PROBLEM → Show every line of the material that follows in which the word "beige" occurs.

SUPPLIED DATA →
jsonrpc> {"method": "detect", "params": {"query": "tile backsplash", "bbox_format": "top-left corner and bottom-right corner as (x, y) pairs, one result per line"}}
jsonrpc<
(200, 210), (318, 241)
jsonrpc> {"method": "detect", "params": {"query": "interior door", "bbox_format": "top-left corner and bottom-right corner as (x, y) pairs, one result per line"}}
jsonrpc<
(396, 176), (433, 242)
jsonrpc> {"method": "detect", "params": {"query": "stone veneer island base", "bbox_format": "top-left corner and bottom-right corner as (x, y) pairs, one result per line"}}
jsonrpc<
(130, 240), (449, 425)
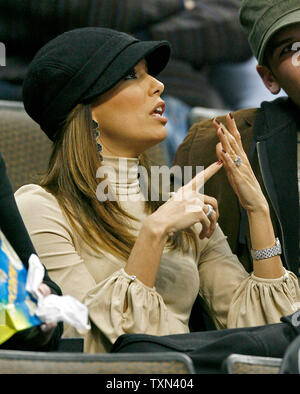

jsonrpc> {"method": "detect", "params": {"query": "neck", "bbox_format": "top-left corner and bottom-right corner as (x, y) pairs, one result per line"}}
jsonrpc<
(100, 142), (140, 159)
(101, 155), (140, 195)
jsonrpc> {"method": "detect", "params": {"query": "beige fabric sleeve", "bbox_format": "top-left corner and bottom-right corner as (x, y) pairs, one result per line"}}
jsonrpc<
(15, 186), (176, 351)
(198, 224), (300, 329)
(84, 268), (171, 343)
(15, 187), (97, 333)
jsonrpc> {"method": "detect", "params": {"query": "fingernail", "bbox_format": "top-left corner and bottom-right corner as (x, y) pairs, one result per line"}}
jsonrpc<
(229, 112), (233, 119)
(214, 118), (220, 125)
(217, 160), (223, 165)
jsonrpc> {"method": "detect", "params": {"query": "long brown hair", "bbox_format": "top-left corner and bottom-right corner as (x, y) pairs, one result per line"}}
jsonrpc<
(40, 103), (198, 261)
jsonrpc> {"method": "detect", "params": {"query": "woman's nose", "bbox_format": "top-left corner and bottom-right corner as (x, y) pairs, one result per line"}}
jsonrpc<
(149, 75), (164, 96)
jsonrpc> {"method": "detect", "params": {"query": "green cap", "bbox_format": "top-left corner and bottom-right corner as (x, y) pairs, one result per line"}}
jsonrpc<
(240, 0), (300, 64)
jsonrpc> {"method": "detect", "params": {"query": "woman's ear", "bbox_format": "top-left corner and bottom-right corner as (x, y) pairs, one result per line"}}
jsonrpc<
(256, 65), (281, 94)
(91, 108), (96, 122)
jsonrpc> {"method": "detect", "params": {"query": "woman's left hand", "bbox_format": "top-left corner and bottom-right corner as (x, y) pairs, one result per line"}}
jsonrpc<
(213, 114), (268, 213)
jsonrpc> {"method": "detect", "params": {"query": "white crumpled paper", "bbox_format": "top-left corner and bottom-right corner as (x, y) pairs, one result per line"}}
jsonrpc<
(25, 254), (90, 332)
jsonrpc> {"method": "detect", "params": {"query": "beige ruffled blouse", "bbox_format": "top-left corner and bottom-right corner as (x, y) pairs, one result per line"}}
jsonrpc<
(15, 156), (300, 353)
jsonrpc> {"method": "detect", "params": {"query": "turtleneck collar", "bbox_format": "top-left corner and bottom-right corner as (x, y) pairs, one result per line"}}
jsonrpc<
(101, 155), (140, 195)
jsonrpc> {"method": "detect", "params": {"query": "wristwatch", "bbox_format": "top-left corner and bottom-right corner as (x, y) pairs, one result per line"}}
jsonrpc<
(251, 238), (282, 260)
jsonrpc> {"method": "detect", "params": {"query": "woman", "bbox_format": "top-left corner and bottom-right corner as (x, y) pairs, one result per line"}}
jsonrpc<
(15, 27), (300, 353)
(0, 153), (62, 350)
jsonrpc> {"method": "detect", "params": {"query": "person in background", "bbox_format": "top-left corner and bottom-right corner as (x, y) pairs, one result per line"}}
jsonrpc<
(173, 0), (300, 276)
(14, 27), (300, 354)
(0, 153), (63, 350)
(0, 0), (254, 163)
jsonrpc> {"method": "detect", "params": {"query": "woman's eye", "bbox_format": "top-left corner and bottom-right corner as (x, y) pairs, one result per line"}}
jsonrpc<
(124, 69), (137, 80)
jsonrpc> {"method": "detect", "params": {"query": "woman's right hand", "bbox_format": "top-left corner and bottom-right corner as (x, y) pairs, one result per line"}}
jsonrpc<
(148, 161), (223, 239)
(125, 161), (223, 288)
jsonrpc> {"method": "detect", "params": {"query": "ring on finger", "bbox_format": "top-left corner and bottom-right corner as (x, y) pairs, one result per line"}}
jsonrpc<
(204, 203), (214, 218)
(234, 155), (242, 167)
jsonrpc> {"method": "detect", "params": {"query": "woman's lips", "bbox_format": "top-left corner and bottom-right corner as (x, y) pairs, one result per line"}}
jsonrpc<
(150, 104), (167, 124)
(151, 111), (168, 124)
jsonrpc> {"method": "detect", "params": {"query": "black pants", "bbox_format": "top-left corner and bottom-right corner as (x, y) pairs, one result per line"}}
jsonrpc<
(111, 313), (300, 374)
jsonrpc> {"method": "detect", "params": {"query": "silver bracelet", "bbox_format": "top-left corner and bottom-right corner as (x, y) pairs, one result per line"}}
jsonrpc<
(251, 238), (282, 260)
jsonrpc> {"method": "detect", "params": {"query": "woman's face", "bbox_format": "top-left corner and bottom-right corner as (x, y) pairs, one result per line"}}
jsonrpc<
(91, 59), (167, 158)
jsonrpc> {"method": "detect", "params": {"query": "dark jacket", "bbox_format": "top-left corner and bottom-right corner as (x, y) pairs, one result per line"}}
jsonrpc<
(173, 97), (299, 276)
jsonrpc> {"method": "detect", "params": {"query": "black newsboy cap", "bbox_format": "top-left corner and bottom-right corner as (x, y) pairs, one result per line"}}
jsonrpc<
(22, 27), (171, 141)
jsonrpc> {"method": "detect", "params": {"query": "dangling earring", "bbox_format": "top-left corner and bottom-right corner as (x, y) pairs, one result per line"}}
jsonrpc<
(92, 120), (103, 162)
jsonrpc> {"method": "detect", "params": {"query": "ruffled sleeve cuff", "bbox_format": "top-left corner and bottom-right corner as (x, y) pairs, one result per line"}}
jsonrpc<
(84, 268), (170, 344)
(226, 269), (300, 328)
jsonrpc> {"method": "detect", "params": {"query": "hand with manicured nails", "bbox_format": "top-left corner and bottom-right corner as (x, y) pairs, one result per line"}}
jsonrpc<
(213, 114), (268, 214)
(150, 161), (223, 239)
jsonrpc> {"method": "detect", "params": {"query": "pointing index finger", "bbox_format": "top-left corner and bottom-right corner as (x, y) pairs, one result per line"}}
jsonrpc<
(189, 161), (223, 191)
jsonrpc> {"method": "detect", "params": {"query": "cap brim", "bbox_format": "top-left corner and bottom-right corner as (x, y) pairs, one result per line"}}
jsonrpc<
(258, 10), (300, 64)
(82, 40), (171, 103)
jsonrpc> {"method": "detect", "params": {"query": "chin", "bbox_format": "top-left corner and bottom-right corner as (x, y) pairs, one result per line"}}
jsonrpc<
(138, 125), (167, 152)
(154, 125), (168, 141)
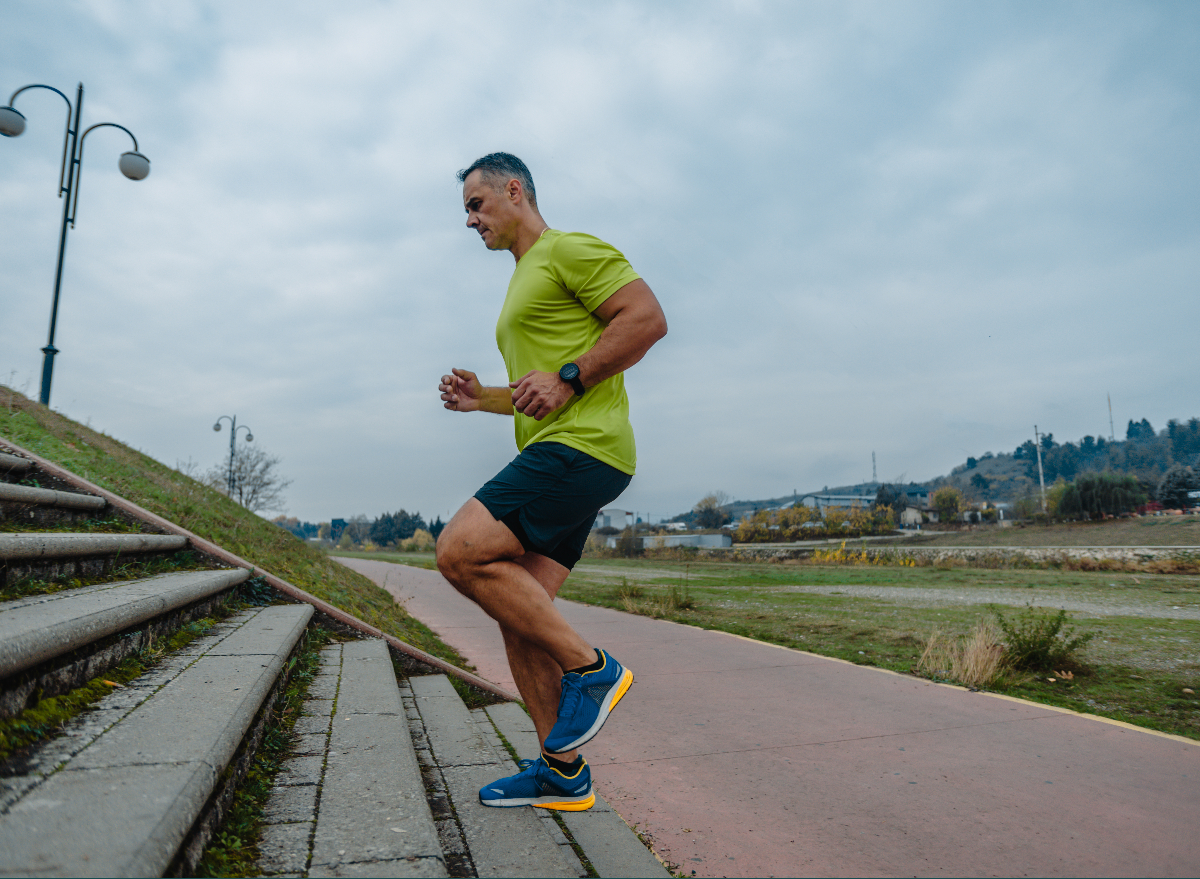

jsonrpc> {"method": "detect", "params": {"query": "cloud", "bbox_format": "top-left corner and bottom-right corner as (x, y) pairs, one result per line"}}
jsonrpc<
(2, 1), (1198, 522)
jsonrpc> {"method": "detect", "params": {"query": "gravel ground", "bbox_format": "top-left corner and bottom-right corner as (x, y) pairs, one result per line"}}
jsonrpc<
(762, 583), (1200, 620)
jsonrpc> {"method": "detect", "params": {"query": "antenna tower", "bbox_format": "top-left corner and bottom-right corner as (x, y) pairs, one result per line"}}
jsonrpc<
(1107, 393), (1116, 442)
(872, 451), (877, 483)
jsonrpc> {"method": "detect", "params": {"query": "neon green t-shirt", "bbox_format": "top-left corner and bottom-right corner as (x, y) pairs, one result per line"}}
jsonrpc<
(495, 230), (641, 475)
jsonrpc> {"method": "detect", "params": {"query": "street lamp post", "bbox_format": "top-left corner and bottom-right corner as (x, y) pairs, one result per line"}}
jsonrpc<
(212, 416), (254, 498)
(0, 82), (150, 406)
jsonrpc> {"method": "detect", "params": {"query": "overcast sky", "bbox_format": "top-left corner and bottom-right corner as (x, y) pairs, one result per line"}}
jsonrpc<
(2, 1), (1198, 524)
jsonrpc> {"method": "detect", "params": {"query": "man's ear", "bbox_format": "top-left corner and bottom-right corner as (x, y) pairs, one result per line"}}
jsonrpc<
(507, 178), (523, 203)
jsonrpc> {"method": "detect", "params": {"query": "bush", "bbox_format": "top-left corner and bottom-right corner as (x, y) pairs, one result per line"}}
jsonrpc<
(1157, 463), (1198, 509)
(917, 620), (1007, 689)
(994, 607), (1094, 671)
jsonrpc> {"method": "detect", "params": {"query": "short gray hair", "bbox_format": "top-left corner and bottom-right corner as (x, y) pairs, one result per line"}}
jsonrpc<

PROBLEM SOLUTION →
jsonrpc> {"method": "detect", "params": {"query": "beige fabric sleeve", "bbox_format": "top-left corner and bottom-right corner as (x, y) pairs, one result per line"}}
jsonrpc> {"method": "detect", "params": {"query": "beige ruffled blouse", "bbox_format": "top-left corner and bottom-right corner as (x, y) pairs, one result per line"}}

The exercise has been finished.